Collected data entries
========================================
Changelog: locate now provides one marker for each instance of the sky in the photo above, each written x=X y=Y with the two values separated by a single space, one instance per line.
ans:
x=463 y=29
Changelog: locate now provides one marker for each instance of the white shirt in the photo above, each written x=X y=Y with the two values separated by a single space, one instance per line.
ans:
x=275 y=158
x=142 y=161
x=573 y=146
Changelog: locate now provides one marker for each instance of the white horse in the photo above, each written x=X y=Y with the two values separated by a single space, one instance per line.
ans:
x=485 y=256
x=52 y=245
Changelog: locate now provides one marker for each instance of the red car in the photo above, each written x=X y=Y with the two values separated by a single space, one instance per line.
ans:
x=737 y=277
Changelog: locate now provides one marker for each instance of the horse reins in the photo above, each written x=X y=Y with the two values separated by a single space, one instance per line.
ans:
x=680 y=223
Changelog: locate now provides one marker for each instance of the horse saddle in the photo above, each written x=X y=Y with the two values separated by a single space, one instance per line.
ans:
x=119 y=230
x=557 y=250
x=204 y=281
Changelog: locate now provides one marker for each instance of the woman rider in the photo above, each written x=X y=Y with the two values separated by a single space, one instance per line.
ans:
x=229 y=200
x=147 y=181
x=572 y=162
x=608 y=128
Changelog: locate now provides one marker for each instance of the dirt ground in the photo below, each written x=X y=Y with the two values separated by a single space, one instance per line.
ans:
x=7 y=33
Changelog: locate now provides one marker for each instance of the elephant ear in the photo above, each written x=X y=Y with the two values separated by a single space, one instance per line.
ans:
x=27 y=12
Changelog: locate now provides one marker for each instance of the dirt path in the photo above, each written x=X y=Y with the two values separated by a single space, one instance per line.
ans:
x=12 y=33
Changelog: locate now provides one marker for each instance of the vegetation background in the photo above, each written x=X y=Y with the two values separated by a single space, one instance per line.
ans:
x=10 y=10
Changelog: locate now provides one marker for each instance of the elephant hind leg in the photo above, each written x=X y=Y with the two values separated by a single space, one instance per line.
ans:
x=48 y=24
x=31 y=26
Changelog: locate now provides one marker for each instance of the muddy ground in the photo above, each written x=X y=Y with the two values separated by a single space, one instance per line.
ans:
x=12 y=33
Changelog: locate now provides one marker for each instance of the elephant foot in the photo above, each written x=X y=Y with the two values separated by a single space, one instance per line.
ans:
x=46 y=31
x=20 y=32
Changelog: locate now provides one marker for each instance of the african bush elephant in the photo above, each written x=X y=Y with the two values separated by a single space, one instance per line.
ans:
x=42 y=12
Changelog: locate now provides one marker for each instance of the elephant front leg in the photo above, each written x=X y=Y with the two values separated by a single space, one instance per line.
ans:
========================================
What to do
Retype every entry exactly as it stands.

Solved exercise
Changelog: locate now provides one marker for each instance of the sky in the photo above, each written x=X y=Y with the two values separated by a single space, one instance per line.
ans:
x=463 y=29
Changelog: locate now provides one marker for each instance of the white shirt in the photo above, each written x=X y=Y with the two values separated by a single space, one instance per line.
ans:
x=275 y=158
x=142 y=161
x=573 y=146
Changelog: locate now provides one marker for each instance of the white horse in the photo above, each written x=X y=Y with the two values separated by a single space, one instance per line.
ans:
x=485 y=256
x=52 y=245
Changelog: locate now provides one marker for each instance of the red car in the photo above, each written x=X y=Y with the two values separated by a single space, one instance per line.
ans:
x=737 y=277
Changelog: locate now provides one marker for each instance of the horse reins in the photo above, each written x=X y=Y with the two values separated by a single space, one instance per line.
ans:
x=680 y=223
Changelog: locate now provides one marker for each instance of the horse saddle in the photo above, each written x=X y=Y with the two values separated by a single space, one instance per line.
ans:
x=119 y=230
x=557 y=250
x=204 y=281
Changelog: locate now provides one marker for each instance of the woman rider in the photo above, each written x=X y=Y with the two values separated by a single space, one instance per line.
ans:
x=229 y=200
x=147 y=181
x=572 y=162
x=608 y=128
Changelog: locate now provides one marker for each instance of the dirt ground in the photo below, each written x=X y=Y with the two values separated by a single space, one instance per line.
ans:
x=7 y=33
Changelog: locate now provides one marker for each instance of the elephant ear in the photo above, each written x=X y=Y with the two values separated by a single space, one instance per line.
ans:
x=27 y=12
Changelog: locate now provides one marker for each instance of the dirt path in the photo above, each written x=X y=Y with the two values separated by a single space, one instance per line.
ans:
x=12 y=33
Changelog: locate now provides one marker for each instance of the vegetation background in the photo above, each written x=X y=Y with the two values separated by a single space, one instance per line.
ans:
x=10 y=10
Changelog: locate now provides one marker for each instance of the elephant hind leg in the photo above, each written x=X y=Y with the two values separated by a single space, one instance per line.
ans:
x=48 y=24
x=31 y=26
Changelog: locate now provides one marker for each instance of the muddy ground in the photo above, each written x=X y=Y with the two values separated by a single space, one instance per line.
ans:
x=12 y=33
Changelog: locate now provides one marker for each instance of the elephant foot in the photo above, each written x=X y=Y with the two values separated by a single space, one instance per line.
ans:
x=46 y=31
x=20 y=32
Changelog: locate now provides one marker for each instance of the african bush elephant in the photo above, each written x=X y=Y with the two values separated by a single space, one instance per line.
ans:
x=42 y=12
Changelog: locate now provides one marker for each instance of the elephant front leg in the photo above, each written x=X y=Y with the two values separated by a single space, one instance per line.
ans:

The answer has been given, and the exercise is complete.